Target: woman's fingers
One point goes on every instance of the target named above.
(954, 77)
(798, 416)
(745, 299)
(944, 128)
***
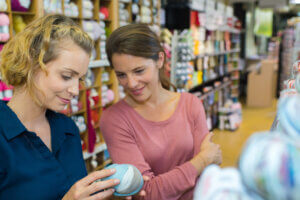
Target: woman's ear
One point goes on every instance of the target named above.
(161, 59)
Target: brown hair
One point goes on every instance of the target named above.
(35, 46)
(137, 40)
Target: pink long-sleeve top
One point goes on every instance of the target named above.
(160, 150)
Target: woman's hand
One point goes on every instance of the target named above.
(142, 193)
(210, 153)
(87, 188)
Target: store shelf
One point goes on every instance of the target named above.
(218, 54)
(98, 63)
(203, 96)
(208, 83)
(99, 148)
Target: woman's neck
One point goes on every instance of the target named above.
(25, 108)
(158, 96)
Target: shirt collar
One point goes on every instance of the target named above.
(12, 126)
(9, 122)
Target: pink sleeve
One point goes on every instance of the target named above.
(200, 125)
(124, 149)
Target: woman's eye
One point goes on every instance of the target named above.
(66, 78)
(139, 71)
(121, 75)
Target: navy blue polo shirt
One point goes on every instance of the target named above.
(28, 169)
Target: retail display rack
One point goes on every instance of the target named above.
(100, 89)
***
Problem statement: For every line of the data above that contains "pink", copy that line.

Answer to the exercise:
Target: pink long-sleeve top
Target: pink sleeve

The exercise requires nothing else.